▶ _Work task_: Reproduce the records below, substituting "points" for every occurrence of "clicks" and leaving everything else unchanged. Omit the pictures from your answer.
[Opening Exercise material section]
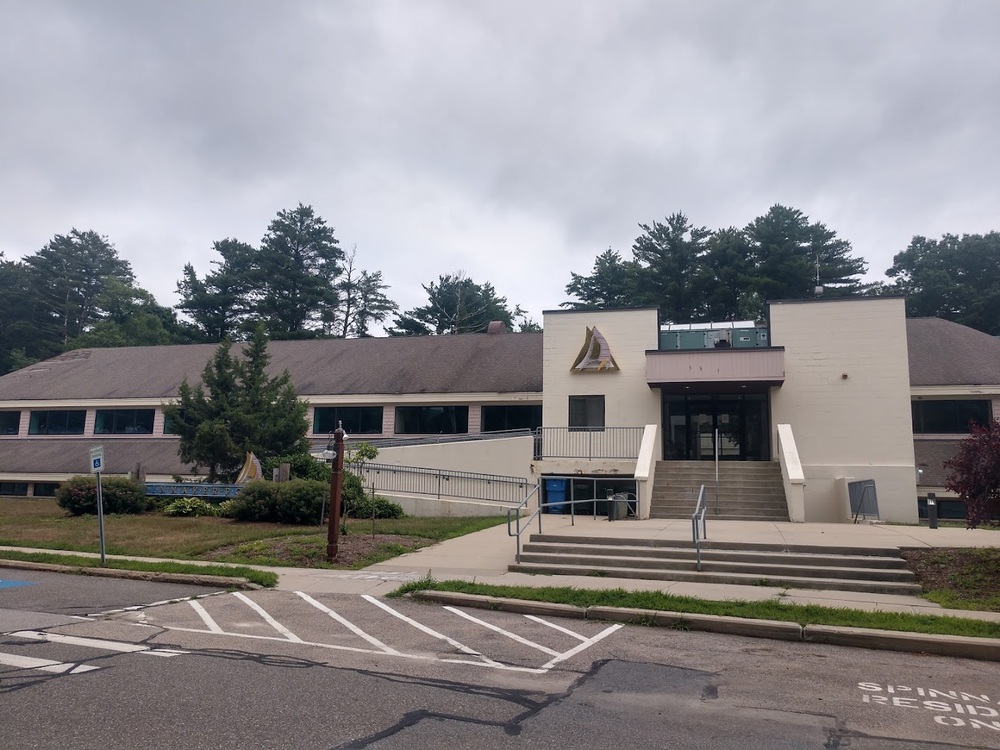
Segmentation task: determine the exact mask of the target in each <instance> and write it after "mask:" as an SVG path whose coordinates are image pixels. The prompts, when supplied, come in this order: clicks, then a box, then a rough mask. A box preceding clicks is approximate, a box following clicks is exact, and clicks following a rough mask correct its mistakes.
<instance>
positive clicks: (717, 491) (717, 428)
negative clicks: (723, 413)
mask: <svg viewBox="0 0 1000 750" xmlns="http://www.w3.org/2000/svg"><path fill="white" fill-rule="evenodd" d="M715 515H719V428H718V427H716V428H715Z"/></svg>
[Closing Exercise material section]
▶ _Written solution_:
Segmentation task: determine the exact mask of the target in each <instance> and write it after "mask:" as an SVG path whose coordinates are image pixels. The prompts, when supplied, come in this order: points, then a box, then a rough mask. A box preceding points is approximate, a box following points is exact, and points following a rough mask correct its mistakes.
<instance>
positive points: (717, 491) (717, 428)
negative points: (723, 413)
mask: <svg viewBox="0 0 1000 750" xmlns="http://www.w3.org/2000/svg"><path fill="white" fill-rule="evenodd" d="M715 515H719V428H718V427H716V428H715Z"/></svg>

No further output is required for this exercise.